Exercise: In which lines of the data does the string "courtyard" appear? Copy every one.

Given records:

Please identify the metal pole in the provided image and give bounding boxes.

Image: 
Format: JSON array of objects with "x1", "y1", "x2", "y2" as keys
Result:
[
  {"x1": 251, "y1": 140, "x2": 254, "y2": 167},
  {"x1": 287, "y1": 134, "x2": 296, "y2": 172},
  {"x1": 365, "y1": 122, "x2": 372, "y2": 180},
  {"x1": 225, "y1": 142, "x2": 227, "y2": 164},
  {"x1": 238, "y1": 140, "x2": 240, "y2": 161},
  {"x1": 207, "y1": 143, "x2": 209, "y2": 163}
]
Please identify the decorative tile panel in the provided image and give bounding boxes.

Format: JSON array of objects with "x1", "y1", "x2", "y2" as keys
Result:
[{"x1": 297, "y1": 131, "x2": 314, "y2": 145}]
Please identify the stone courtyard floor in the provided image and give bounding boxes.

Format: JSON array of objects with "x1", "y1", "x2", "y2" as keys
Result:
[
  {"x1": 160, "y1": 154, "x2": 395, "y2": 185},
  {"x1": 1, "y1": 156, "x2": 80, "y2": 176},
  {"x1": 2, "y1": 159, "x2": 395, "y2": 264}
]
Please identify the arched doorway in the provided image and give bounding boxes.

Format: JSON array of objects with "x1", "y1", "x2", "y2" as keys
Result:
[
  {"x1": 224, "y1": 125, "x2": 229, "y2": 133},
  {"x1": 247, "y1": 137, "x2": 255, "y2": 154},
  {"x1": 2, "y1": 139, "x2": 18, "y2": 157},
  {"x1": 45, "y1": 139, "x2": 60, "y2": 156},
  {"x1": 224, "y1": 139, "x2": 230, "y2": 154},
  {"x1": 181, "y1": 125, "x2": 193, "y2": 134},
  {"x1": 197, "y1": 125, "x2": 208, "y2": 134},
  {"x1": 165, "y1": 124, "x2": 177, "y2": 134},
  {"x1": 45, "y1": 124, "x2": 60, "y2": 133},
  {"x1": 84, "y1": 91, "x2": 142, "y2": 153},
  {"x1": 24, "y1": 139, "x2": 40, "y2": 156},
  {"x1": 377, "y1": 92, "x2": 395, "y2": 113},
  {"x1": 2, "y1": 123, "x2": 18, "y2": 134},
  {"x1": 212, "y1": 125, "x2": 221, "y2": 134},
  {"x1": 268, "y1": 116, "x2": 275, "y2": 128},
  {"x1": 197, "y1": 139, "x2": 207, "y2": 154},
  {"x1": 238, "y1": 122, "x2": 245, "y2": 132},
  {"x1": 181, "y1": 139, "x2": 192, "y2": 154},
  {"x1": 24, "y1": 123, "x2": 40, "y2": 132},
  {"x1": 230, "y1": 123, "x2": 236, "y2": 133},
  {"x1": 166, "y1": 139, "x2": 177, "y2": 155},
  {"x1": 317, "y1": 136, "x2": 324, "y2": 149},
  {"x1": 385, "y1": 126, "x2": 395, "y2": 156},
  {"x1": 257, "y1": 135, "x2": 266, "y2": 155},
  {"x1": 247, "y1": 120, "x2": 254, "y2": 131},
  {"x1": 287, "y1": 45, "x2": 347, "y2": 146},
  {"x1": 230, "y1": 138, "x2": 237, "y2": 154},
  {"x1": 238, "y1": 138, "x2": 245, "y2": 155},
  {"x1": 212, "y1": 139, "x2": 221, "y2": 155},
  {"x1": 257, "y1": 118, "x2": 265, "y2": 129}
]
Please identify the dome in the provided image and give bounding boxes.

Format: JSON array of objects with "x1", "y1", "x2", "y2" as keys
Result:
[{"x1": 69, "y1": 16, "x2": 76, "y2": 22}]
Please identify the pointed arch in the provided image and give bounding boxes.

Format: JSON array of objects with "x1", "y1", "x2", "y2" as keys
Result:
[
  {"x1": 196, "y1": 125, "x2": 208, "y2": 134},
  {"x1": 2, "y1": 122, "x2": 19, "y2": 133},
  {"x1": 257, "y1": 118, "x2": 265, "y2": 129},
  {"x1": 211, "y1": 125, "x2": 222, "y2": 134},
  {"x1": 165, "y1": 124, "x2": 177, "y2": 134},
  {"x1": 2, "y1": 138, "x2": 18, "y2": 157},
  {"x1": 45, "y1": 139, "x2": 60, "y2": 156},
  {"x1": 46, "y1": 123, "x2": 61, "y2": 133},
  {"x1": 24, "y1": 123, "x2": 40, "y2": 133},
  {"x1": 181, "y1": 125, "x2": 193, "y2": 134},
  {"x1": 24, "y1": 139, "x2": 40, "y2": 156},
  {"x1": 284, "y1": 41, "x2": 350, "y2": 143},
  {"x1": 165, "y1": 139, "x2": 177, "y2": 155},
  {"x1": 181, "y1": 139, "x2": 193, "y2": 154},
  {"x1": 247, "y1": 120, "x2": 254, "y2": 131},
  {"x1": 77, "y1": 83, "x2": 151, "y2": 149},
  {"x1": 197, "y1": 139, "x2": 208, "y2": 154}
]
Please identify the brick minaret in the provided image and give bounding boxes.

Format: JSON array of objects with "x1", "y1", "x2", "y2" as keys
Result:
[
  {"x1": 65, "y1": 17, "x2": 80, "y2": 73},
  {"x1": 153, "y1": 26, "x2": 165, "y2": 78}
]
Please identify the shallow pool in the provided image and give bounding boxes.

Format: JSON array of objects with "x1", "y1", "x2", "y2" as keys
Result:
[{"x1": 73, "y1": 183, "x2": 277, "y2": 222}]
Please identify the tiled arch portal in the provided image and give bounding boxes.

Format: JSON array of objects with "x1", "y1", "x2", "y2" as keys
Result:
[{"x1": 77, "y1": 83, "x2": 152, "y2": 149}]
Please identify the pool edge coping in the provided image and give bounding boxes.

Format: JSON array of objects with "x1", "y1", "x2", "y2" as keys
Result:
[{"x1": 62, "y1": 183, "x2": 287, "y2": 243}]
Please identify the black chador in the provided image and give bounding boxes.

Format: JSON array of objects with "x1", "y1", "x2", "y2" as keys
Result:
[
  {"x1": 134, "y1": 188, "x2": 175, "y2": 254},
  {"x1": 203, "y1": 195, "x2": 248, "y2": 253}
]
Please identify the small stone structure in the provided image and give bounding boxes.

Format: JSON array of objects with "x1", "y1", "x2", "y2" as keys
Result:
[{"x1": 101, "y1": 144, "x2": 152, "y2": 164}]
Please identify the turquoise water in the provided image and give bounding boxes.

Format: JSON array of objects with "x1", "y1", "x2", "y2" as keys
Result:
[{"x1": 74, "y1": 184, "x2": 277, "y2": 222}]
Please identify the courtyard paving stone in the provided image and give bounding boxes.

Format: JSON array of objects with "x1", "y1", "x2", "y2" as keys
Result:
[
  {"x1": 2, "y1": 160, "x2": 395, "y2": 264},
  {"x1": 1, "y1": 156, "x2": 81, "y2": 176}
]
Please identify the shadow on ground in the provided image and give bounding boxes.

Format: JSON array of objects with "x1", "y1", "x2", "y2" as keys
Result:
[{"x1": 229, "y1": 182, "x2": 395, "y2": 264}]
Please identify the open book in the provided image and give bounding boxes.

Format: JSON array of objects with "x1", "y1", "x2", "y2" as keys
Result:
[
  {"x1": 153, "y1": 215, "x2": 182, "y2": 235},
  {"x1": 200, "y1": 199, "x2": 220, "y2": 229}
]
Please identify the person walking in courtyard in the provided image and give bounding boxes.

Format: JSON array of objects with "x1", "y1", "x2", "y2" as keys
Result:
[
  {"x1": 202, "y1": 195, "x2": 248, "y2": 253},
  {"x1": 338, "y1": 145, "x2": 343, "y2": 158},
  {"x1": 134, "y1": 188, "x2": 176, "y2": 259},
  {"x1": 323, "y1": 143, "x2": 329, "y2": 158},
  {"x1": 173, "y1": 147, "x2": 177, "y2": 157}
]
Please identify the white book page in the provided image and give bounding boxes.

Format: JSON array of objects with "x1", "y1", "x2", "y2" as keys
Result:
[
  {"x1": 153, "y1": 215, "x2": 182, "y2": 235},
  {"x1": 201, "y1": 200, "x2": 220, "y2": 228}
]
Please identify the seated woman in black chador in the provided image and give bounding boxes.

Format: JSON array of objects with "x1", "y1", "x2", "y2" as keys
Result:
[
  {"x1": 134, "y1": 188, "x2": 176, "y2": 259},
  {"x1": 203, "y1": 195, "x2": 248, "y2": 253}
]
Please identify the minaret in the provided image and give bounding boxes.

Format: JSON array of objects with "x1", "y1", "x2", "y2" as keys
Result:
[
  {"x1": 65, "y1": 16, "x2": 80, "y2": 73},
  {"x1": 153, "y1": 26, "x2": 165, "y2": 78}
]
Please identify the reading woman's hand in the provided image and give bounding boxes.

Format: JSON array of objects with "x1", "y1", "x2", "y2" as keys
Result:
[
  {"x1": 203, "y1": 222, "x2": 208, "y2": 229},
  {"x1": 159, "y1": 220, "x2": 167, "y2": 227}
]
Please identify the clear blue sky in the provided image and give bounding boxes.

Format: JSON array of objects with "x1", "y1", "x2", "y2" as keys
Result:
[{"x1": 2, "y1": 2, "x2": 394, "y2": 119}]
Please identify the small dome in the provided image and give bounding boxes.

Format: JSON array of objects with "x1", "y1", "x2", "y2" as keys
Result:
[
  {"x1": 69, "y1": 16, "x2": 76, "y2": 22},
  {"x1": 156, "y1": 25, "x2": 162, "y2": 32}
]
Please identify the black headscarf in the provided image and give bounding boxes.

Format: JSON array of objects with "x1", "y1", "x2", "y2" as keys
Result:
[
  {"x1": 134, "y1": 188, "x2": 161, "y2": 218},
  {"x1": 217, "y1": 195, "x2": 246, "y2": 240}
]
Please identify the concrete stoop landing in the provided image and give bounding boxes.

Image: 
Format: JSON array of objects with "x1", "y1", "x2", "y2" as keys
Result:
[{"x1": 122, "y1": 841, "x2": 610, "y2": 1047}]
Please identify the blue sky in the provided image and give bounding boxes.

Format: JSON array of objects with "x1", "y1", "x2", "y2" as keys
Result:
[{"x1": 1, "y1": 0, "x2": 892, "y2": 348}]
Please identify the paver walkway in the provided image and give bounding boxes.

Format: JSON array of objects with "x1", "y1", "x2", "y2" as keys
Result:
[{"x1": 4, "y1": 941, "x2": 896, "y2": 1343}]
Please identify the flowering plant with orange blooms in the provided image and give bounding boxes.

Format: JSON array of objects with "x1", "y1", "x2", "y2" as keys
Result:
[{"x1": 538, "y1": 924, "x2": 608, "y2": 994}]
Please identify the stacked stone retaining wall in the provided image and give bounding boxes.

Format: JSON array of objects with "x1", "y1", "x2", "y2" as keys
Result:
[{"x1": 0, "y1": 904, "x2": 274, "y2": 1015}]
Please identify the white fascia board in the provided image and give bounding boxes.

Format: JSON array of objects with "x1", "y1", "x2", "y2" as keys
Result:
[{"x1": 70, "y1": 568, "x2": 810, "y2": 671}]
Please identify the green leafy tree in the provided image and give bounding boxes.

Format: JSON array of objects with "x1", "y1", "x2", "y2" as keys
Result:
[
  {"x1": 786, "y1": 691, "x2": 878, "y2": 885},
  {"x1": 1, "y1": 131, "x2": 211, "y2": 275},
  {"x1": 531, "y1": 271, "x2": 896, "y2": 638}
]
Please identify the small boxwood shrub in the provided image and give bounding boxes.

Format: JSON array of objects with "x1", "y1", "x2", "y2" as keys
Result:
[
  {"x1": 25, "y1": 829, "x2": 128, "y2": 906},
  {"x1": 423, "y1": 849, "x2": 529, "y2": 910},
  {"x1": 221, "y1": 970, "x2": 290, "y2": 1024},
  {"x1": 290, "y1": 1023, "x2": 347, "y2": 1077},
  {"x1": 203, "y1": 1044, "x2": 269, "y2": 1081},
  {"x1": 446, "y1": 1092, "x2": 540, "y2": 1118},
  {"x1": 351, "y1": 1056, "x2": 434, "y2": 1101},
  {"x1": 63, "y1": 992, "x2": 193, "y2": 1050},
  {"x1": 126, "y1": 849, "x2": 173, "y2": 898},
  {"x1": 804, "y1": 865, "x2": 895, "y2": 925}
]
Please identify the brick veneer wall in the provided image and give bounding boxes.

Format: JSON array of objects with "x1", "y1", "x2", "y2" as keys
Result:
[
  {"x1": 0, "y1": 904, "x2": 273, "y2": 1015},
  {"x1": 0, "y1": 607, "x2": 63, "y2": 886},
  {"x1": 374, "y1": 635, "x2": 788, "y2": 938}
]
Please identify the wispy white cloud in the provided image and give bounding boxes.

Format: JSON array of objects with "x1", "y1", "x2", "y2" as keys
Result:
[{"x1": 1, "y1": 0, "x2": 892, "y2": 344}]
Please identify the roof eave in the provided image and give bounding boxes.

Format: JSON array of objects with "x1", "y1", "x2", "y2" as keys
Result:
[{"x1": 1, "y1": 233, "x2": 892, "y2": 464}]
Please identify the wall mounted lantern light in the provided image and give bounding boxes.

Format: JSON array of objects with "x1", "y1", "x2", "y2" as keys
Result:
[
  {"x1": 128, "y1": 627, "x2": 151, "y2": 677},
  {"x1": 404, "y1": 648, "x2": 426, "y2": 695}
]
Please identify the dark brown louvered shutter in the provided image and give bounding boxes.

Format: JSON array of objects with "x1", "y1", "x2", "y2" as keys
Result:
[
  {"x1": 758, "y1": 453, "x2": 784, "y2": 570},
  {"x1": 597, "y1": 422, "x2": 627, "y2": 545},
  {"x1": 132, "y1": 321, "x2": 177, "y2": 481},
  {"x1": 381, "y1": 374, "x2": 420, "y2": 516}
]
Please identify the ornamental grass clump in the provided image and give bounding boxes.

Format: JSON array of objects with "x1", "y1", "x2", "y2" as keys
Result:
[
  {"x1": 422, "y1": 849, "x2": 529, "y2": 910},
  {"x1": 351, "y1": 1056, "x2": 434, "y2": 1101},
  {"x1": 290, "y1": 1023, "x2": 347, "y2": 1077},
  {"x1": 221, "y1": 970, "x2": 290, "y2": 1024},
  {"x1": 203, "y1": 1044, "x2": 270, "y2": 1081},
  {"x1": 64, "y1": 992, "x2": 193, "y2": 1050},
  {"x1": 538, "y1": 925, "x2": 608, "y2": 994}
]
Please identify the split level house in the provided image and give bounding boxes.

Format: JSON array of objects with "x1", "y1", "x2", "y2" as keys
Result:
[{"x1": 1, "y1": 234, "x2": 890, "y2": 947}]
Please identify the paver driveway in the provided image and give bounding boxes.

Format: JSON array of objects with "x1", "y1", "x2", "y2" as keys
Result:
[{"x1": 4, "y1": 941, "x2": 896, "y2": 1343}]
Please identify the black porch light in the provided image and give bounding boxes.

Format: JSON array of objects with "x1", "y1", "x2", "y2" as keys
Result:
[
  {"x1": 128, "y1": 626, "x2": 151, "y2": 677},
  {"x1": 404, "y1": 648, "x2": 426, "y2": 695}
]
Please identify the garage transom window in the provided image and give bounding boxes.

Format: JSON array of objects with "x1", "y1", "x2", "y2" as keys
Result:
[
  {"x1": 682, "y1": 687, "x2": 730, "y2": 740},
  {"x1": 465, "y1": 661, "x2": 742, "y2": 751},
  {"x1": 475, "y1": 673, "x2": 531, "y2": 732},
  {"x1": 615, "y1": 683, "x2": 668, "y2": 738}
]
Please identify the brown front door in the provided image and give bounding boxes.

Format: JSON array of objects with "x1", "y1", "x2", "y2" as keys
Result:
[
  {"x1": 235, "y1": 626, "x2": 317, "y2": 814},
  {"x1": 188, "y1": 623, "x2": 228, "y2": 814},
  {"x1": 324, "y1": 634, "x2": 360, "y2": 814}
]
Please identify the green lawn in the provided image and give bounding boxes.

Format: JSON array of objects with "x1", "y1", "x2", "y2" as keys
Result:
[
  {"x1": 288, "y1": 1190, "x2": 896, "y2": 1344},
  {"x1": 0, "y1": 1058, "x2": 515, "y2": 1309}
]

Solution to the problem:
Please identify the stone courtyard floor in the provided image and give bounding boxes.
Please identify the courtyard paving stone in the provided image and give bounding boxes.
Please identify the person walking in courtyard in the provided image and give bounding boxes.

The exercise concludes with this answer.